## WHAT IS EXPECTED:
Write out each entry, exactly the way it appears.

━━━━

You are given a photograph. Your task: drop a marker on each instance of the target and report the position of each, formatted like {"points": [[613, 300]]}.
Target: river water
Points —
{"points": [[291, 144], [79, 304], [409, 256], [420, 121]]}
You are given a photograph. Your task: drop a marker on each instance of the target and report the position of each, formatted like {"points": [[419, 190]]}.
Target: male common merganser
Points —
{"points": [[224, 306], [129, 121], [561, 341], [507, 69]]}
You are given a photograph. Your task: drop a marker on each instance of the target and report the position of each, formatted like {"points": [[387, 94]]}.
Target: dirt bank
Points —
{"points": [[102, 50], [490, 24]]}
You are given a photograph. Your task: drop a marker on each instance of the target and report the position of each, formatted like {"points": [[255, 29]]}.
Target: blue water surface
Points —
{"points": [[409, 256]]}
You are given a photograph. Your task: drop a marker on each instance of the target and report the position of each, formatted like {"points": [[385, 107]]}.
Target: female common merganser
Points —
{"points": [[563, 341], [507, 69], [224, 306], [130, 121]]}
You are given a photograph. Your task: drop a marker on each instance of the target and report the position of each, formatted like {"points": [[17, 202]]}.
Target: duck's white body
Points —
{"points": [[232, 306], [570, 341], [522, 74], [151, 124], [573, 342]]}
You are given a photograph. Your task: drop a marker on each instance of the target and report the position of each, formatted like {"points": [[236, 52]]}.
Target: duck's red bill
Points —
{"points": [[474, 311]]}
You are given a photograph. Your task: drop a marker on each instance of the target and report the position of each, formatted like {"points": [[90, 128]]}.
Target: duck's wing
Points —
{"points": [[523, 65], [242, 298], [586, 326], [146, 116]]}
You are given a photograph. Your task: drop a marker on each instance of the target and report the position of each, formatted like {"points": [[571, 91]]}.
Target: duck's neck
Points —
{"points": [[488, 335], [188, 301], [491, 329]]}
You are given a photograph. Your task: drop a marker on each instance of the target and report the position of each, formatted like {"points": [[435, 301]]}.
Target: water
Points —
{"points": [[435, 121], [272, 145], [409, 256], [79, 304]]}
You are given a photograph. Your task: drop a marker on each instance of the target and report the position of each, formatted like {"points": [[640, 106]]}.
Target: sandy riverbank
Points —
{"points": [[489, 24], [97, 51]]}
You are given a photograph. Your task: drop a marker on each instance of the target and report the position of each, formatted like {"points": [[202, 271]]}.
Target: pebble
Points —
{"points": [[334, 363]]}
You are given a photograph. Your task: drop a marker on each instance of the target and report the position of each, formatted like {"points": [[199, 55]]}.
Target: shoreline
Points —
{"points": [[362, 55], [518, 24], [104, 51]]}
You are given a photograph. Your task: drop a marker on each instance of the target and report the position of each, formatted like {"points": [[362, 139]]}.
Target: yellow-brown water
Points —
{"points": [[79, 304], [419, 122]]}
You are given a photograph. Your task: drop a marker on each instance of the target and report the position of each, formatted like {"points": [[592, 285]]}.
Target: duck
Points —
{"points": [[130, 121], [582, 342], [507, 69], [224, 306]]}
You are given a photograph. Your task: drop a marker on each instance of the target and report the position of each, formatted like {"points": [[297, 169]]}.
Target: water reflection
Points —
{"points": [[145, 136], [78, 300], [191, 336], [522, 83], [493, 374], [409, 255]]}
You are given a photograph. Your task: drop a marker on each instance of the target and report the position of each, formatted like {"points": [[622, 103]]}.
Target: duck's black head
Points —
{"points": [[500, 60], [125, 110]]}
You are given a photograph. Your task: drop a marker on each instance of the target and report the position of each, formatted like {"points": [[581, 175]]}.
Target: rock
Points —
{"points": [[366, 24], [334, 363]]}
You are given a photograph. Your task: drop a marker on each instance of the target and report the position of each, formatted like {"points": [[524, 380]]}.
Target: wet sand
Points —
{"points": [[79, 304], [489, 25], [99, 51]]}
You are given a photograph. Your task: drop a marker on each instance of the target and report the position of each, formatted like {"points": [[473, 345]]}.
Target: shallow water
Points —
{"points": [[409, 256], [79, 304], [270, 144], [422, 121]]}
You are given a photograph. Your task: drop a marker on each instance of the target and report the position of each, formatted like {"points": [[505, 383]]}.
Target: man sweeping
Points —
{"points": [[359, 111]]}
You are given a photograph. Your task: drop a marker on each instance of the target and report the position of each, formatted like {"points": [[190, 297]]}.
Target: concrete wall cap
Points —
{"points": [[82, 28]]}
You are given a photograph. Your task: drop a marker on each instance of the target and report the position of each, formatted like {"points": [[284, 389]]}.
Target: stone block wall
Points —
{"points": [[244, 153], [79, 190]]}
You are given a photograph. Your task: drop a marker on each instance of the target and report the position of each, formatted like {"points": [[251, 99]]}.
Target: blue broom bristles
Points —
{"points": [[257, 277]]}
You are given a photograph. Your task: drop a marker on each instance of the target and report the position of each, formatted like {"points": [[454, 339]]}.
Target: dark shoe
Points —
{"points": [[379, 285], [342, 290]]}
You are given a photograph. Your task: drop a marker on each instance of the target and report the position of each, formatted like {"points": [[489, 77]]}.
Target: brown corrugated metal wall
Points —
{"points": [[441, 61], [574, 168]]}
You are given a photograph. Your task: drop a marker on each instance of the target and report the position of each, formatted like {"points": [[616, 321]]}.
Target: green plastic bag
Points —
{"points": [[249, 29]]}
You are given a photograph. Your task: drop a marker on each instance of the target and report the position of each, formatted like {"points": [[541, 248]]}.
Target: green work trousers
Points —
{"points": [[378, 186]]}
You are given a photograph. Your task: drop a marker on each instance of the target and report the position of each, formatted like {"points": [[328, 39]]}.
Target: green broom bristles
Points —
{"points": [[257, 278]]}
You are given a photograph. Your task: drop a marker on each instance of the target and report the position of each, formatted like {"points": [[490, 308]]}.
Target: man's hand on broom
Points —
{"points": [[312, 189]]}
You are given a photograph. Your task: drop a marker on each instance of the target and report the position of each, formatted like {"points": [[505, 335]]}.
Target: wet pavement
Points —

━━━━

## OUTPUT:
You are given a photograph. Your task: drop a marker on each instance of the target and report the position of each, formatted like {"points": [[613, 300]]}.
Target: river water
Points —
{"points": [[291, 144], [79, 304], [409, 256], [420, 121]]}
You are given a photograph. Your task: drop a marker on each instance of the target and report the position of each, formatted like {"points": [[419, 190]]}.
Target: male common merganser
Points —
{"points": [[224, 306], [129, 121], [561, 341], [507, 69]]}
You are given a photograph. Your task: drop a marker on each instance of the target and report the position of each, formatted like {"points": [[387, 94]]}.
Target: dirt bank
Points —
{"points": [[102, 50], [490, 24]]}
You are given a photograph. Your task: drop a marker on each instance of the target and report the position of each, formatted like {"points": [[255, 29]]}.
Target: blue water surface
Points —
{"points": [[409, 256]]}
You are given a photograph. Your task: drop a marker on each instance of the target and report the position of each, formatted like {"points": [[385, 107]]}.
Target: female common merganser
Points —
{"points": [[563, 341], [507, 69], [224, 306], [130, 121]]}
You are given a photograph. Your task: drop a marker on each instance of the target and report the position of each, formatted like {"points": [[17, 202]]}.
Target: duck's white body
Points —
{"points": [[232, 306], [570, 341], [522, 74], [151, 124], [573, 342]]}
You are given a photograph. Your task: drop a marker on each instance of the target and report the position of each, formatted like {"points": [[236, 52]]}.
Target: duck's red bill
Points —
{"points": [[474, 311]]}
You are given a photograph. Your task: drop a marker on each instance of the target and report the position of each, formatted like {"points": [[90, 128]]}.
Target: duck's wing
Points —
{"points": [[523, 65], [242, 298], [586, 326], [146, 116]]}
You are given a photograph. Your task: drop a marker on each instance of the target and report the position of each, formatted like {"points": [[571, 91]]}.
Target: duck's neck
Points —
{"points": [[488, 335], [188, 301], [491, 329]]}
You are given a photograph. Your task: drop a marker on each instance of the target and report the position of each, formatted like {"points": [[435, 301]]}.
Target: water
Points —
{"points": [[435, 121], [272, 145], [409, 256], [79, 304]]}
You are given a photograph. Your task: drop a marker on each instance of the target and report the position of each, formatted like {"points": [[640, 106]]}.
Target: sandy riverbank
Points —
{"points": [[489, 24], [97, 51]]}
You are given a photograph. Your task: drop a marker on each instance of the target and report the position of each, formatted like {"points": [[202, 271]]}.
Target: pebble
Points —
{"points": [[334, 363]]}
You are given a photograph. Your task: drop a marker on each instance of the target and report the position of each, formatted like {"points": [[199, 55]]}.
Target: shoreline
Points —
{"points": [[362, 55], [518, 24], [104, 51]]}
You are given a photograph. Your task: drop a marker on each instance of the target and report the position of each, formatted like {"points": [[362, 139]]}.
Target: yellow-brown water
Points —
{"points": [[79, 304], [419, 122]]}
You are given a photograph. Your task: drop a marker on each instance of the target and report the position of each, formatted like {"points": [[592, 285]]}.
Target: duck
Points —
{"points": [[130, 121], [582, 342], [507, 69], [224, 306]]}
You are given a photograph. Your task: drop a marker on each instance of the target and report the position of each, formatted like {"points": [[297, 169]]}.
Target: water reflection
Points —
{"points": [[145, 136], [78, 300], [191, 336], [522, 83], [493, 374], [409, 255]]}
You are given a photograph. Your task: drop a marker on each instance of the target and report the position of each, formatted like {"points": [[622, 103]]}.
Target: duck's black head
Points —
{"points": [[500, 60], [125, 110]]}
You are given a photograph. Your task: drop a marker on each instance of the target and report the position of each, formatted like {"points": [[581, 175]]}.
Target: rock
Points —
{"points": [[366, 24], [334, 363]]}
You are given a photograph. Your task: drop a marker on each instance of the target and report the position of each, formatted like {"points": [[524, 380]]}.
Target: wet sand
Points —
{"points": [[79, 304], [489, 25], [99, 51]]}
You are given a photograph. Your task: drop a marker on each instance of the target and report the position of each, formatted like {"points": [[473, 345]]}.
Target: shallow water
Points —
{"points": [[409, 256], [79, 304], [270, 144], [422, 121]]}
You are given a photograph. Your task: drop a marker on each instance of the target and report the position of each, formatted like {"points": [[505, 383]]}.
Target: man sweeping
Points —
{"points": [[359, 111]]}
You are given a photograph. Your task: drop a marker on each instance of the target and report the position of each, formatted like {"points": [[190, 297]]}.
Target: concrete wall cap
Points —
{"points": [[82, 28]]}
You are given a photograph. Your task: drop a marker on each instance of the target and report the position of each, formatted like {"points": [[284, 389]]}.
Target: stone block wall
Points —
{"points": [[244, 153], [79, 190]]}
You are given a photograph. Your task: drop a marker on each instance of the target and report the position of each, formatted like {"points": [[251, 99]]}.
Target: blue broom bristles
Points —
{"points": [[257, 277]]}
You are given a photograph. Your task: drop a marker on each instance of the target and report the position of each, formatted like {"points": [[454, 339]]}.
Target: dark shoe
Points —
{"points": [[379, 285], [342, 290]]}
You are given a photograph. Your task: drop a marker on each instance of the target and report the position of each, formatted like {"points": [[489, 77]]}.
Target: brown corrugated metal wall
Points —
{"points": [[441, 61], [574, 168]]}
You are given a photograph. Your task: drop a marker on each instance of the target and report the position of each, formatted like {"points": [[616, 321]]}.
Target: green plastic bag
Points —
{"points": [[249, 29]]}
You are given a photograph. Your task: drop a marker on each instance of the target and report the position of each, formatted like {"points": [[541, 248]]}.
Target: green work trousers
Points —
{"points": [[378, 186]]}
You are given a photograph. Your task: drop a marker on each instance of the target and report the position of each, formatted like {"points": [[328, 39]]}.
Target: green broom bristles
Points —
{"points": [[257, 278]]}
You are given a photograph. Your task: drop a marker on each instance of the target and report the position of each, formatted like {"points": [[490, 308]]}.
Target: man's hand on broom
Points —
{"points": [[312, 189]]}
You are given a photograph. Your task: drop a marker on each instance of the target and report the position of each, formatted like {"points": [[505, 335]]}.
Target: wet pavement
Points —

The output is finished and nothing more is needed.